## PROBLEM:
Would you copy out each line of the records below that includes the word "green"?

## DATA:
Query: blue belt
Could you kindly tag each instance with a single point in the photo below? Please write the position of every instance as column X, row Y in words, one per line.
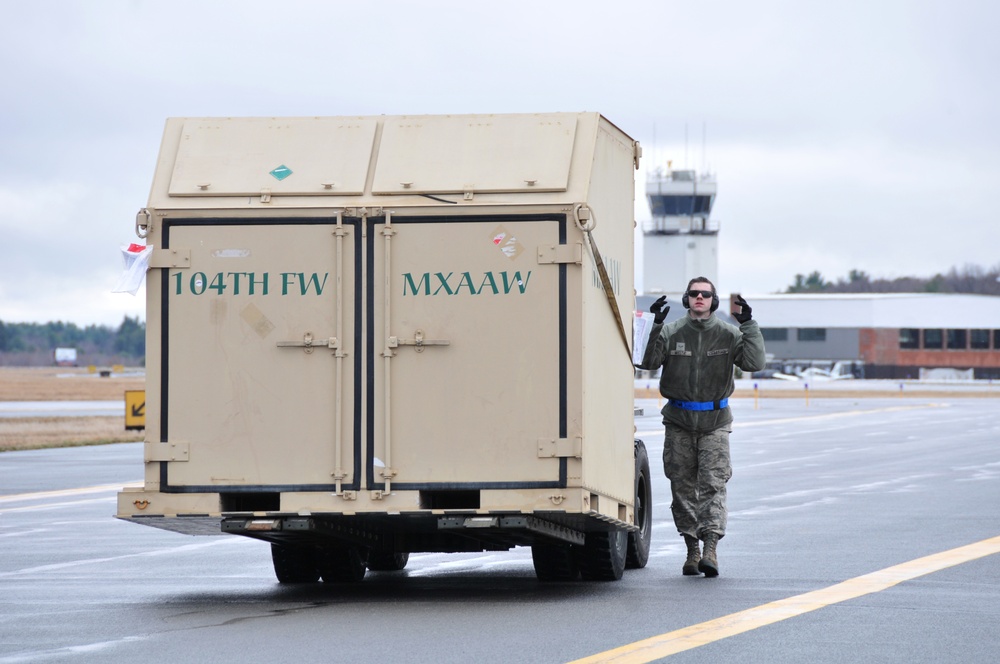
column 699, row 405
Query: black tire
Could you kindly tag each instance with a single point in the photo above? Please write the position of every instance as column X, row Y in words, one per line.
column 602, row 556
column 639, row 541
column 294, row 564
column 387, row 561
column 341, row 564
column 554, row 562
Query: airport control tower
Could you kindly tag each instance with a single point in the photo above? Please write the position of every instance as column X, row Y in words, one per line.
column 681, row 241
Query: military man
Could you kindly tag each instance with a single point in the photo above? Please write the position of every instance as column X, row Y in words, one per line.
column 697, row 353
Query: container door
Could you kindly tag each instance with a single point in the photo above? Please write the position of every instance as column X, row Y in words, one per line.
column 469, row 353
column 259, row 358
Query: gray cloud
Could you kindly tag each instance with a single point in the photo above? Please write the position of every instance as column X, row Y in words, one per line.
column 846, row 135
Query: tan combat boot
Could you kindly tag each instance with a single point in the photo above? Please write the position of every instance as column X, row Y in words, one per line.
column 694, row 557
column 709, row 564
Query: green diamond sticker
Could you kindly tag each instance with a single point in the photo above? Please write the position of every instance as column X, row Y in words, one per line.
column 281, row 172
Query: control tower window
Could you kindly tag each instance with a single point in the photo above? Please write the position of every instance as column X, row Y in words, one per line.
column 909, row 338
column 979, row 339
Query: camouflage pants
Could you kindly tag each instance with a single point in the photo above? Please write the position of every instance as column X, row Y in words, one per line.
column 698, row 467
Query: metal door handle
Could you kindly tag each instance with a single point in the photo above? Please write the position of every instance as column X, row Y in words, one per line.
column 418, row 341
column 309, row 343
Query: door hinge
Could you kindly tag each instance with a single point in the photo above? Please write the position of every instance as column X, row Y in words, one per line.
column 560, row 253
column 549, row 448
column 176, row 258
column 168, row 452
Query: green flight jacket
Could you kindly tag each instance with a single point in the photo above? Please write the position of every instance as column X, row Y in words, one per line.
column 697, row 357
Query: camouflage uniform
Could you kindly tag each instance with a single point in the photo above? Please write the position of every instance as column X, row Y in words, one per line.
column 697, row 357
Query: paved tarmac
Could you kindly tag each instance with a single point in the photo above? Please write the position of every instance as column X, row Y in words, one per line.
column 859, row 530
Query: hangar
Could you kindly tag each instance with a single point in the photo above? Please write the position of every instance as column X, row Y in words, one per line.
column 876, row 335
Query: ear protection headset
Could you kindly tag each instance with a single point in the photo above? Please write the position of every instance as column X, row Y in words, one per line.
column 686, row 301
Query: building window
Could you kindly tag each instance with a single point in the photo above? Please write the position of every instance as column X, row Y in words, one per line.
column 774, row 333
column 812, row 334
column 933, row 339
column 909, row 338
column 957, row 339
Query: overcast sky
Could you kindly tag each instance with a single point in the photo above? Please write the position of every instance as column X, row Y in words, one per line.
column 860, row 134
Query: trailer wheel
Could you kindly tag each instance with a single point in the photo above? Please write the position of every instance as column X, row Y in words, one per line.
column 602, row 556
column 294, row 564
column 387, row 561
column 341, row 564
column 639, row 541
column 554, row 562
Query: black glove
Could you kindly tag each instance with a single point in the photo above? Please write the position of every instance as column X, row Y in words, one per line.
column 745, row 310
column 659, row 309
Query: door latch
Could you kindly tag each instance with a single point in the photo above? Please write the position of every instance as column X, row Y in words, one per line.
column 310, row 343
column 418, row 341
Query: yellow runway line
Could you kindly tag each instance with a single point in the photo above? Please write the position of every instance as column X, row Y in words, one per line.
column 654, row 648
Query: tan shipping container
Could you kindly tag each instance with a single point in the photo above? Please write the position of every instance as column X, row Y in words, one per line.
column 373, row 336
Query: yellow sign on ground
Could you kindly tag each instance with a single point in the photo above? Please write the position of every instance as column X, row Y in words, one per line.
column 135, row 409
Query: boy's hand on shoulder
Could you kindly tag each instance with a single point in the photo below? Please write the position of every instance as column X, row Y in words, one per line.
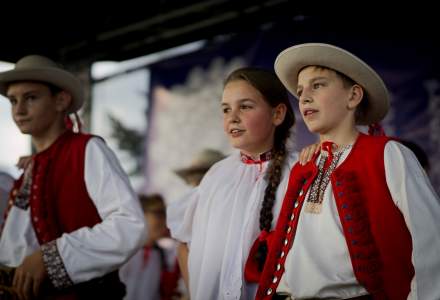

## OUTPUT BELOW:
Query: green diamond sticker
Query: green flight jacket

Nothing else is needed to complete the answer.